• _What is being asked_
Repeat each line exactly, leaving nothing out.

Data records
● ● ● ●

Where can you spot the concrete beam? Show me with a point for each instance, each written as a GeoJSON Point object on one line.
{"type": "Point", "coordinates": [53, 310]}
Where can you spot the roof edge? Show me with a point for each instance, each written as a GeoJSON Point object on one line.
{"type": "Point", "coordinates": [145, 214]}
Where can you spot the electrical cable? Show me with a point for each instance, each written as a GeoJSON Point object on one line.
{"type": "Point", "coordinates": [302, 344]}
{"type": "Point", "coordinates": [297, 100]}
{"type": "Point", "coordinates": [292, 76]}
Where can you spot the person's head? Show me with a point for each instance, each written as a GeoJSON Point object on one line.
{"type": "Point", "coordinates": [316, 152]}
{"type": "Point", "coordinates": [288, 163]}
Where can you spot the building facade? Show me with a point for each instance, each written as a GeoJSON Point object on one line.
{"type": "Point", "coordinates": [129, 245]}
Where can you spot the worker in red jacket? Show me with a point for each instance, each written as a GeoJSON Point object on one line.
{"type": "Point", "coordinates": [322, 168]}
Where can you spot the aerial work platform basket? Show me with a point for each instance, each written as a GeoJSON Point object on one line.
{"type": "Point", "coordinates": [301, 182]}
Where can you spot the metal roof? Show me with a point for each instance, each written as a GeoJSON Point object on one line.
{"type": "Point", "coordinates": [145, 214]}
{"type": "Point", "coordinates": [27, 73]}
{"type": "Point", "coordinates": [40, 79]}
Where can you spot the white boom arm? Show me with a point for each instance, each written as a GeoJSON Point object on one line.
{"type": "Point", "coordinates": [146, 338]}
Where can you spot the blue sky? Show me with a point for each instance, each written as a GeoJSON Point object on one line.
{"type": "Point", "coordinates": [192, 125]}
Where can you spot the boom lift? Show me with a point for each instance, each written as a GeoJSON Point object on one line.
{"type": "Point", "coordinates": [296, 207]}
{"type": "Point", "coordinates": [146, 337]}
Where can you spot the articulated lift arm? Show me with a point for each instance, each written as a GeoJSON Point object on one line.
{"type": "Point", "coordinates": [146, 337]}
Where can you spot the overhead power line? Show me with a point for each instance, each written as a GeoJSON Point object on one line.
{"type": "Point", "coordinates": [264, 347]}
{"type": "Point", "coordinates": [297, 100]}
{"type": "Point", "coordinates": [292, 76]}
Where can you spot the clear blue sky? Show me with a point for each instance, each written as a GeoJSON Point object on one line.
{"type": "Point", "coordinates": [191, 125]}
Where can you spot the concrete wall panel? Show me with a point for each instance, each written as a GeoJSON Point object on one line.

● ● ● ●

• _Response to this task_
Where can you spot the concrete beam? Show me with a point for each instance, each written as a GeoJSON Point object on one line.
{"type": "Point", "coordinates": [53, 310]}
Where can you spot the roof edge? Show me with a point for each instance, each written as a GeoJSON Point object on one line.
{"type": "Point", "coordinates": [145, 214]}
Where can you spot the electrical cable? Show me with a point for each instance, each written as a GeoJSON Point object on one line.
{"type": "Point", "coordinates": [302, 344]}
{"type": "Point", "coordinates": [297, 100]}
{"type": "Point", "coordinates": [292, 76]}
Where can you spot the person's head? Show me with a point for each instance, each written as a GeoJSON Point object on one line.
{"type": "Point", "coordinates": [316, 152]}
{"type": "Point", "coordinates": [288, 163]}
Where can you spot the building facade? Show me with a point for each instance, each written as a GeoJSON Point object on one line.
{"type": "Point", "coordinates": [129, 245]}
Where can you spot the worker in red jacket? Show me with a point for each instance, each written as a GeoJSON Point object on one line.
{"type": "Point", "coordinates": [322, 168]}
Where can you spot the aerial work platform basket? Show me with a point for each instance, each written as a GeoJSON Point object on one line.
{"type": "Point", "coordinates": [301, 182]}
Where can you spot the metal roof? Show me with a point for each instance, each written as a GeoJSON Point object on one line.
{"type": "Point", "coordinates": [145, 214]}
{"type": "Point", "coordinates": [27, 73]}
{"type": "Point", "coordinates": [40, 79]}
Where can you spot the white boom arm? Show me with a point for each instance, each written as a GeoJSON Point object on one line.
{"type": "Point", "coordinates": [146, 338]}
Where can you spot the blue sky? Show me with a point for each instance, each written as a GeoJSON Point object on one line.
{"type": "Point", "coordinates": [192, 125]}
Where can you spot the boom lift? Show me with a point for each instance, each written as a GeoJSON Point object on one line.
{"type": "Point", "coordinates": [296, 207]}
{"type": "Point", "coordinates": [146, 337]}
Where can you spot the articulated lift arm? Show me with a point for each instance, each written as a GeoJSON Point object on one line.
{"type": "Point", "coordinates": [146, 337]}
Where can you spot the overhead power line? Show me with a point for each instance, each written as a GeoJSON Point object on one line.
{"type": "Point", "coordinates": [264, 347]}
{"type": "Point", "coordinates": [297, 100]}
{"type": "Point", "coordinates": [292, 76]}
Where can you spot the clear blue sky? Show me with a point for each instance, each written as a GeoJSON Point object on one line.
{"type": "Point", "coordinates": [191, 125]}
Where can you spot the concrete wall panel? Show me with a point for each instance, each written as a GeoJSON Point object on one line.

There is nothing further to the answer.